(Entries from a point annotation set)
----------------

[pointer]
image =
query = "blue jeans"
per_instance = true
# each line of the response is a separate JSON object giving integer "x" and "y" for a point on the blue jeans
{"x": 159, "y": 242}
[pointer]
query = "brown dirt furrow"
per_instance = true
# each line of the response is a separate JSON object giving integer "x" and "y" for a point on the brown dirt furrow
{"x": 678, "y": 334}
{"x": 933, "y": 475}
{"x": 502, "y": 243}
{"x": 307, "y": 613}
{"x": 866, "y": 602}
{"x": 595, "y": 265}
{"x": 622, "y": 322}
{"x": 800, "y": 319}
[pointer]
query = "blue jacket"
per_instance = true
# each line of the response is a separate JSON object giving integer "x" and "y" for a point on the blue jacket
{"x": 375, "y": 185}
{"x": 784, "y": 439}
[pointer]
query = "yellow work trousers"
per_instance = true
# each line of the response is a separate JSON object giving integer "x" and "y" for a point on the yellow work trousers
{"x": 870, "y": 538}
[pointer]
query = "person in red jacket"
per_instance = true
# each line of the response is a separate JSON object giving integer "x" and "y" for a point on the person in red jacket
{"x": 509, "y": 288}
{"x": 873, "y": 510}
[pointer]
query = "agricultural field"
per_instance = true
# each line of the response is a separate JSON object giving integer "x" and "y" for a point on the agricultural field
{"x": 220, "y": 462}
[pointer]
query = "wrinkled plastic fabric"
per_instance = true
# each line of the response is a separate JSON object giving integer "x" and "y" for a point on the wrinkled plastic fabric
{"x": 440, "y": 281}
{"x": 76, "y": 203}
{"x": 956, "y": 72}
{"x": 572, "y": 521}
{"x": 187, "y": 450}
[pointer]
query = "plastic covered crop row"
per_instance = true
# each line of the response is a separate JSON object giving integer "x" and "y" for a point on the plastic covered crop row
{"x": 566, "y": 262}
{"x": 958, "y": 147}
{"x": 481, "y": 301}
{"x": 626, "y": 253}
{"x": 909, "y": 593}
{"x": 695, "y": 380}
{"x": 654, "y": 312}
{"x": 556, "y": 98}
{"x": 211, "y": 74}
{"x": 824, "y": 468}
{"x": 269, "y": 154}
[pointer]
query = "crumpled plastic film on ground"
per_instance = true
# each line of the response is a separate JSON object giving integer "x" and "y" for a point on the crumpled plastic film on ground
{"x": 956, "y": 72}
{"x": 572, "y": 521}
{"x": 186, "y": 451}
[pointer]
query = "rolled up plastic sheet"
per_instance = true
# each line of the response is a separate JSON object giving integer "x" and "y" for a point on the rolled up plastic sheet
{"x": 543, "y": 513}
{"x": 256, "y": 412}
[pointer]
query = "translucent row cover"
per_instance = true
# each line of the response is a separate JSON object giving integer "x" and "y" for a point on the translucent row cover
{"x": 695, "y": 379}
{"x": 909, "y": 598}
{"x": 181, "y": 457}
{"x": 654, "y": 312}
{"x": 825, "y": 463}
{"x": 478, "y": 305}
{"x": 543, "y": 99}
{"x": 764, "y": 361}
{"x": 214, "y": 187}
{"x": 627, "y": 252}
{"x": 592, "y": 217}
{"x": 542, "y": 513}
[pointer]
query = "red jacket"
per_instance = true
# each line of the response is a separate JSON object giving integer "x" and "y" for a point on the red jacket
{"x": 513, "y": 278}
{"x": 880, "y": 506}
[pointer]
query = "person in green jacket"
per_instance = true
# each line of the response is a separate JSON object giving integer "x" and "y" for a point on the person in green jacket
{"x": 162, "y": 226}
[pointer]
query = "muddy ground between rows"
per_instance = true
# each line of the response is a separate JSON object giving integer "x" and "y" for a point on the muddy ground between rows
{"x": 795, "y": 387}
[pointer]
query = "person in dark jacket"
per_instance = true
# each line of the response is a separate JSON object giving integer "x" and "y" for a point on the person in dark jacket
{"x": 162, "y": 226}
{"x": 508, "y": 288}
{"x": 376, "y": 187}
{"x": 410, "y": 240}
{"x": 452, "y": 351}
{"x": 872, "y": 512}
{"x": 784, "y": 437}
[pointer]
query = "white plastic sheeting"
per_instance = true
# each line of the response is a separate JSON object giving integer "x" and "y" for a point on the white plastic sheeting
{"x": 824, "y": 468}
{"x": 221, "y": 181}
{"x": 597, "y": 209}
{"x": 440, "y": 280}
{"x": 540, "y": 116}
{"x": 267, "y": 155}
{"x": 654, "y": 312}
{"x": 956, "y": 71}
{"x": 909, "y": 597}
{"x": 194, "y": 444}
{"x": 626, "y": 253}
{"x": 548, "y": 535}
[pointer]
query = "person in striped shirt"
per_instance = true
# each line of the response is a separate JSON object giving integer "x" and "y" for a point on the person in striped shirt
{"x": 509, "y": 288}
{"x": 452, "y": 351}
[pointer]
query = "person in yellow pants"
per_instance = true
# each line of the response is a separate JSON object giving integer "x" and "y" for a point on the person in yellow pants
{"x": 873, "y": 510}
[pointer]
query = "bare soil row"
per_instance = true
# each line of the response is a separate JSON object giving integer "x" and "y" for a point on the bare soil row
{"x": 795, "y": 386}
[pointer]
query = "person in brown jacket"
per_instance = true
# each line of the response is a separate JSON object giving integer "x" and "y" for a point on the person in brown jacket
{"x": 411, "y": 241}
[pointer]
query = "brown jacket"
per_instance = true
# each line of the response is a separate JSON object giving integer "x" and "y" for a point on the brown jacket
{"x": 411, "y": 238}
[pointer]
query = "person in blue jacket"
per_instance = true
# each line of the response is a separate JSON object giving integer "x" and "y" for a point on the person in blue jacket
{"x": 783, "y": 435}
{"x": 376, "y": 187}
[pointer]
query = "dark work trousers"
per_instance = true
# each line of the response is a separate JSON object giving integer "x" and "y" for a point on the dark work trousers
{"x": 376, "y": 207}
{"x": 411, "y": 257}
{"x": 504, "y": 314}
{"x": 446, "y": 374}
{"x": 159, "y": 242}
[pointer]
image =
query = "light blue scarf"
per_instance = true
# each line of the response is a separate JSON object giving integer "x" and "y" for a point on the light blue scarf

----------------

> **Problem requirements**
Reproduce the material exactly, with every line intact.

> **Full response**
[pointer]
image =
query = "blue jeans"
per_instance = true
# each line of the response is a separate JSON object giving integer "x" and "y" for a point on the blue jeans
{"x": 159, "y": 242}
[pointer]
query = "brown dirt furrow"
per_instance = true
# each line of the response is a separate JSON object giving integer "x" and "y" for a point on the brown dirt furrow
{"x": 678, "y": 334}
{"x": 933, "y": 475}
{"x": 502, "y": 243}
{"x": 307, "y": 613}
{"x": 866, "y": 602}
{"x": 595, "y": 265}
{"x": 622, "y": 322}
{"x": 800, "y": 319}
[pointer]
query = "blue jacket"
per_instance = true
# each line of the response is a separate JSON object giving integer "x" and "y" for a point on the blue jacket
{"x": 375, "y": 185}
{"x": 784, "y": 439}
[pointer]
query = "yellow work trousers"
per_instance = true
# each line of the response is a separate JSON object giving integer "x" and "y" for a point on the yellow work trousers
{"x": 870, "y": 538}
[pointer]
query = "person in red jacket"
per_instance = true
# each line of the response is a separate JSON object giving integer "x" and "y" for a point on the person in red jacket
{"x": 509, "y": 288}
{"x": 873, "y": 510}
[pointer]
query = "agricultural field"
per_instance = true
# each line of the response is a separate JSON object giving integer "x" and "y" for a point on the agricultural field
{"x": 220, "y": 462}
[pointer]
query = "wrinkled plastic fabric"
per_instance = true
# each line of the response is a separate JSON object giving integer "x" and "y" for a point on the wrinkled plastic fabric
{"x": 440, "y": 281}
{"x": 76, "y": 203}
{"x": 956, "y": 72}
{"x": 572, "y": 521}
{"x": 187, "y": 450}
[pointer]
query = "plastic covered crop row"
per_instance = true
# each line of the response is a separate JSON object giving integer "x" and "y" for a point on the plastic covered crop row
{"x": 566, "y": 262}
{"x": 958, "y": 147}
{"x": 481, "y": 301}
{"x": 626, "y": 253}
{"x": 909, "y": 593}
{"x": 695, "y": 380}
{"x": 654, "y": 312}
{"x": 556, "y": 98}
{"x": 211, "y": 74}
{"x": 824, "y": 468}
{"x": 269, "y": 154}
[pointer]
query = "crumpled plastic film on ground"
per_instance = true
# each line of the response is a separate JSON object giving integer "x" and "y" for a point on the crumpled plastic film on ground
{"x": 956, "y": 72}
{"x": 572, "y": 521}
{"x": 186, "y": 451}
[pointer]
query = "rolled up plastic sheet"
per_instance = true
# each line of the response is a separate JSON object giving integer "x" and "y" for a point on the rolled up plastic sheet
{"x": 543, "y": 513}
{"x": 256, "y": 412}
[pointer]
query = "translucent row cover"
per_instance = true
# each line of the response is a separate JSON object giving integer "x" and "y" for a point on the translucent row cover
{"x": 695, "y": 379}
{"x": 909, "y": 598}
{"x": 181, "y": 457}
{"x": 654, "y": 312}
{"x": 825, "y": 463}
{"x": 478, "y": 305}
{"x": 543, "y": 99}
{"x": 764, "y": 361}
{"x": 214, "y": 187}
{"x": 627, "y": 252}
{"x": 592, "y": 217}
{"x": 542, "y": 513}
[pointer]
query = "red jacket"
per_instance = true
# each line of the response is a separate JSON object giving integer "x" and "y" for a point on the red jacket
{"x": 513, "y": 278}
{"x": 880, "y": 506}
[pointer]
query = "person in green jacket"
per_instance = true
# each line of the response is a separate JSON object giving integer "x" and "y" for a point on the person in green jacket
{"x": 162, "y": 226}
[pointer]
query = "muddy ground between rows"
per_instance = true
# each line of the response is a separate JSON object giving integer "x" and "y" for a point on the muddy ground between rows
{"x": 795, "y": 387}
[pointer]
query = "person in dark jacket"
per_instance = true
# each line of the response is a separate JSON object giving integer "x" and "y" for a point on the person in dark jacket
{"x": 162, "y": 226}
{"x": 508, "y": 288}
{"x": 376, "y": 187}
{"x": 410, "y": 240}
{"x": 452, "y": 351}
{"x": 872, "y": 512}
{"x": 784, "y": 437}
[pointer]
query = "white plastic sheeting"
per_instance = true
# each line of the response is a separate JSON object giving integer "x" and "y" for a point on the white plastic sheeting
{"x": 824, "y": 468}
{"x": 221, "y": 181}
{"x": 597, "y": 209}
{"x": 440, "y": 280}
{"x": 540, "y": 116}
{"x": 267, "y": 155}
{"x": 654, "y": 312}
{"x": 956, "y": 71}
{"x": 909, "y": 597}
{"x": 194, "y": 444}
{"x": 626, "y": 253}
{"x": 548, "y": 535}
[pointer]
query = "person in striped shirt"
per_instance = true
# each line of the response is a separate JSON object giving integer "x" and "y" for a point on the person in striped shirt
{"x": 509, "y": 288}
{"x": 452, "y": 351}
[pointer]
query = "person in yellow pants"
per_instance = true
# each line of the response is a separate JSON object giving integer "x" and "y" for a point on the person in yellow pants
{"x": 873, "y": 510}
[pointer]
query = "bare soil row"
per_instance = true
# each line of the response is a separate JSON object giving integer "x" and "y" for a point on the bare soil row
{"x": 795, "y": 386}
[pointer]
query = "person in brown jacket"
per_instance = true
# each line of the response is a separate JSON object giving integer "x" and "y" for a point on the person in brown jacket
{"x": 411, "y": 241}
[pointer]
query = "brown jacket"
per_instance = true
# each line of the response is a separate JSON object giving integer "x" and "y" for a point on the brown jacket
{"x": 411, "y": 238}
[pointer]
query = "person in blue jacket"
per_instance = true
# each line of the response is a separate JSON object giving integer "x" and "y" for a point on the person in blue jacket
{"x": 783, "y": 435}
{"x": 376, "y": 187}
[pointer]
query = "dark work trousers"
per_instance = true
# each line of the response is a separate JSON object giving integer "x" and "y" for a point on the dark work trousers
{"x": 376, "y": 207}
{"x": 411, "y": 257}
{"x": 504, "y": 314}
{"x": 446, "y": 374}
{"x": 159, "y": 242}
[pointer]
image =
query = "light blue scarf"
per_instance = true
# each line of the response is a separate JSON object giving integer "x" and "y" for a point on the light blue scarf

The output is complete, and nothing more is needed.